> **Written request**
Change every "top-left" to "upper-left" in the material from the line with "Batch job #47 — class: steering wheel." up to and including the line with "214;78;263;199". Give only those lines again, with everything else unchanged.

> **Available data**
---------------
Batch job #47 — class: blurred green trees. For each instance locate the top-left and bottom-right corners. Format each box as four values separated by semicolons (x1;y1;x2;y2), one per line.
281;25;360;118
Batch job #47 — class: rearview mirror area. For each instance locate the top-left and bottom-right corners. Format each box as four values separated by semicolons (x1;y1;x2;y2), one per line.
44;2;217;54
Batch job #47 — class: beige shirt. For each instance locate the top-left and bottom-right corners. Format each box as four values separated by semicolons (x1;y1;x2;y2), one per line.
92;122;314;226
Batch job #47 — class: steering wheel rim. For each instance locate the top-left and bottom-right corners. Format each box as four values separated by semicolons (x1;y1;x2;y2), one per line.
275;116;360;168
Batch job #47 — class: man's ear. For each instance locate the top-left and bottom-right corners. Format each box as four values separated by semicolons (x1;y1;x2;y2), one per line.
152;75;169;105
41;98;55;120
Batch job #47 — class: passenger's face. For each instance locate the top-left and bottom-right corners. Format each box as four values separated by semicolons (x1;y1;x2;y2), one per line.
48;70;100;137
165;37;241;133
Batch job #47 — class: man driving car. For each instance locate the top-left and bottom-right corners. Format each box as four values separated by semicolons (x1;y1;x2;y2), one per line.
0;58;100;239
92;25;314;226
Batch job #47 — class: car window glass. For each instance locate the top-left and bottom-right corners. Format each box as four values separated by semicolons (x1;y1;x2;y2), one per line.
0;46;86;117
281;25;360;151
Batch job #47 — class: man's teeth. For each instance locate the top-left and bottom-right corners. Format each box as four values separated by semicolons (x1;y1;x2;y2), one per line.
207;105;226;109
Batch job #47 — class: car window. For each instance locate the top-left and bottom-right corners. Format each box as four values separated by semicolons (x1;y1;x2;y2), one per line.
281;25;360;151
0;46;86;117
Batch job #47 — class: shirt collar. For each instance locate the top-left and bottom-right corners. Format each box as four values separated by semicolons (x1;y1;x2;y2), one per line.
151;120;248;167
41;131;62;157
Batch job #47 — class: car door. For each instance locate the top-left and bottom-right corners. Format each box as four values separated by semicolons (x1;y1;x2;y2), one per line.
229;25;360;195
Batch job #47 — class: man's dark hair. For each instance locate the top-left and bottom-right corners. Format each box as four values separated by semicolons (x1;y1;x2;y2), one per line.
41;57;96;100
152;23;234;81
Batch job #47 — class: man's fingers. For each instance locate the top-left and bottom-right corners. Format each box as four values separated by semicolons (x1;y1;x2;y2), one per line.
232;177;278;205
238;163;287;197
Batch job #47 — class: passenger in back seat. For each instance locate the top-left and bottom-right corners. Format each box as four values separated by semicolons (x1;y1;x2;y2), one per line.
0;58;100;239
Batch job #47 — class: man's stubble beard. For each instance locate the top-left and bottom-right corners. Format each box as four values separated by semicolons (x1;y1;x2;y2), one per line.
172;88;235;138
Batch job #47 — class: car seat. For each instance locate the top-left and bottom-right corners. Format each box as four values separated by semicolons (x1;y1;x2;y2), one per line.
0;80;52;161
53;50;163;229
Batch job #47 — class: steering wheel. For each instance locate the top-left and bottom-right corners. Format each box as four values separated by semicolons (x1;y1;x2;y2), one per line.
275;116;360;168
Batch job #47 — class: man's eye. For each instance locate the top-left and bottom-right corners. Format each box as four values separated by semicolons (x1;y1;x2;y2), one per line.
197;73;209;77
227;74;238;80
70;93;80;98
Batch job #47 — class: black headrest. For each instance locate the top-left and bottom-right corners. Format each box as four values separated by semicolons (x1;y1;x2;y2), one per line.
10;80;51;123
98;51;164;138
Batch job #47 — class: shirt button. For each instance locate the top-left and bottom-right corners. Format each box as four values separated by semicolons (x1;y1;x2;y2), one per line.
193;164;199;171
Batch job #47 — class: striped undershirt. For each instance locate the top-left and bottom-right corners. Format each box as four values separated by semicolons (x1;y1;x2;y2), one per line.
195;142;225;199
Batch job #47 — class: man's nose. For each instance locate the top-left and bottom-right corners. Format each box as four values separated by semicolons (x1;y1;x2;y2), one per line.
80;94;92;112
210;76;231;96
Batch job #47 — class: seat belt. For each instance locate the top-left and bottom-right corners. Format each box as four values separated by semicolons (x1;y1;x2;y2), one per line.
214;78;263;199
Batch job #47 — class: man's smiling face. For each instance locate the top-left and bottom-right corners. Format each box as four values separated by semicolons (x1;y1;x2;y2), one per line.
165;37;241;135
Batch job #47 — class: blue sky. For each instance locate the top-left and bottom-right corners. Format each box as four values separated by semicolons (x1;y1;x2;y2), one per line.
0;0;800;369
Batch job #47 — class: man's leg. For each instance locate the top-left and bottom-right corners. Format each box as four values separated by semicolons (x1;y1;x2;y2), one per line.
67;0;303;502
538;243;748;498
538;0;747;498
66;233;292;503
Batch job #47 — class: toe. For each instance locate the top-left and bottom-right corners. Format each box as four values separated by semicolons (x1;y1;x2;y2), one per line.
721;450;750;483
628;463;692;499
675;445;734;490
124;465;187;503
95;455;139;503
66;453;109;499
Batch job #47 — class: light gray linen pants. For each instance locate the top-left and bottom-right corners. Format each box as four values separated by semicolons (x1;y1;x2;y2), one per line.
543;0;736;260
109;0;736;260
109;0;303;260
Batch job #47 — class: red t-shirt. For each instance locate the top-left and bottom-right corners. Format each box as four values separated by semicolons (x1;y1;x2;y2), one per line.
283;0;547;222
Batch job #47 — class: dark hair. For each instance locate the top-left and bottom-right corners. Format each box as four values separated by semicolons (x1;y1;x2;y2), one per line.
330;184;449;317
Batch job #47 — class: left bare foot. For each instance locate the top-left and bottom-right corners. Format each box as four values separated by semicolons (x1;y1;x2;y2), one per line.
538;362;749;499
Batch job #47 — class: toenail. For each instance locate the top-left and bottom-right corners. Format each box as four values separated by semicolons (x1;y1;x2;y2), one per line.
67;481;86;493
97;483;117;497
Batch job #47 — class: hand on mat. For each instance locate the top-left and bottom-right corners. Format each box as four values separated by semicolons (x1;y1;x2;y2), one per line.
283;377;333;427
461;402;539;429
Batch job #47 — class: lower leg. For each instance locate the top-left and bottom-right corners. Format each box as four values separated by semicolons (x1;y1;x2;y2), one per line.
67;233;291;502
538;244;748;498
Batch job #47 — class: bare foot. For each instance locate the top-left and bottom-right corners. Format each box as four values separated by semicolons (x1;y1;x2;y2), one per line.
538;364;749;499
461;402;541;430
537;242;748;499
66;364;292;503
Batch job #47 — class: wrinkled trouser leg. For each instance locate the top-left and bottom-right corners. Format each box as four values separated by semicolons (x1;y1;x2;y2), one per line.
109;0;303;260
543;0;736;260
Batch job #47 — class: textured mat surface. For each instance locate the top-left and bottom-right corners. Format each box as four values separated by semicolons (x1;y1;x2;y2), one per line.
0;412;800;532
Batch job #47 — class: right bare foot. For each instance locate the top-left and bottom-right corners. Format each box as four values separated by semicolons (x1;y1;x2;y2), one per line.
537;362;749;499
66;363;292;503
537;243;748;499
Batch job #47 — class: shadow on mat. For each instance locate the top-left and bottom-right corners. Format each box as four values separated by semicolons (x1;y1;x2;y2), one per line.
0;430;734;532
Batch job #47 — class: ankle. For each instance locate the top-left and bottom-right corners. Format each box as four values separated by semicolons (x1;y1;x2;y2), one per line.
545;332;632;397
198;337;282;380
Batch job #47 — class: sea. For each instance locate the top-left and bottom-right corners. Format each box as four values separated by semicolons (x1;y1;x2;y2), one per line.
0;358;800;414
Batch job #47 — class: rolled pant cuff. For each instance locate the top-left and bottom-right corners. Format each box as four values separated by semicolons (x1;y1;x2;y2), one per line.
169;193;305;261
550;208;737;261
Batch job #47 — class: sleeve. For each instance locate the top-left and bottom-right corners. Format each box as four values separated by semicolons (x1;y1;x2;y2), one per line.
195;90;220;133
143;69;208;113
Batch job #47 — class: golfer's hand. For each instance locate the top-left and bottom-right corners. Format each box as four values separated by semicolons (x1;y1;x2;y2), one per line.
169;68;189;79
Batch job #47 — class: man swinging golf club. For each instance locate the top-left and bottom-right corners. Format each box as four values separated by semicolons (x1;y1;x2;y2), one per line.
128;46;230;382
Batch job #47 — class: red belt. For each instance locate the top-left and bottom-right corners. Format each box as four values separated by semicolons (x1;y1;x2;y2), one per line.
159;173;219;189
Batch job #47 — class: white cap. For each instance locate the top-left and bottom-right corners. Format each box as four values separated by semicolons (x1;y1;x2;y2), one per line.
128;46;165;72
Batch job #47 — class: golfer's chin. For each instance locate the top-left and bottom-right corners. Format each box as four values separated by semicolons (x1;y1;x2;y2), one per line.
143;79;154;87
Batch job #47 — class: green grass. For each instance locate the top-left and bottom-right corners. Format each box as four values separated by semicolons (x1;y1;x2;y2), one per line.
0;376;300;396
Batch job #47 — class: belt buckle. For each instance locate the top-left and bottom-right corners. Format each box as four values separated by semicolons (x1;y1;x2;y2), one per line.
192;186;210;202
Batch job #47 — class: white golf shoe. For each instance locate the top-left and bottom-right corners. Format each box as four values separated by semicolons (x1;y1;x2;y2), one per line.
---------------
> **Response**
Batch job #47 — class: steering wheel. For each instance locate the upper-left and bottom-right corners. Format each box as four values separated by semicolons (x1;y1;x2;y2), one per line.
275;116;360;168
Batch job #47 — class: man's eye. For each instance locate the upper-left and bottom-right corners. Format each box as four values separated by semicolons (x1;y1;x2;y2), one per line.
197;73;209;77
227;74;238;80
70;93;80;98
Batch job #47 — class: black headrest. For each instance locate the upper-left and bottom-right corners. Format each box as four values separated by semicolons (x1;y1;x2;y2), one per line.
10;80;51;123
98;51;164;138
Batch job #47 — class: shirt button. For each instance locate the upper-left and bottom-right corners. Format each box as four values separated by semicolons (x1;y1;x2;y2), one per line.
193;164;199;171
Batch job #47 — class: striped undershirt. For each instance locate the upper-left and bottom-right corners. Format each box as four values separated by semicolons (x1;y1;x2;y2), one per line.
195;142;225;199
Batch job #47 — class: man's nose. For each instance locate the upper-left and bottom-right corners. Format each box as four values separated by semicolons (x1;y1;x2;y2), one per line.
80;94;92;112
210;76;231;96
Batch job #47 — class: seat belt. For each instance locate the upper-left and bottom-right corners. Format each box as four values separated by semicolons (x1;y1;x2;y2), one per line.
214;78;263;199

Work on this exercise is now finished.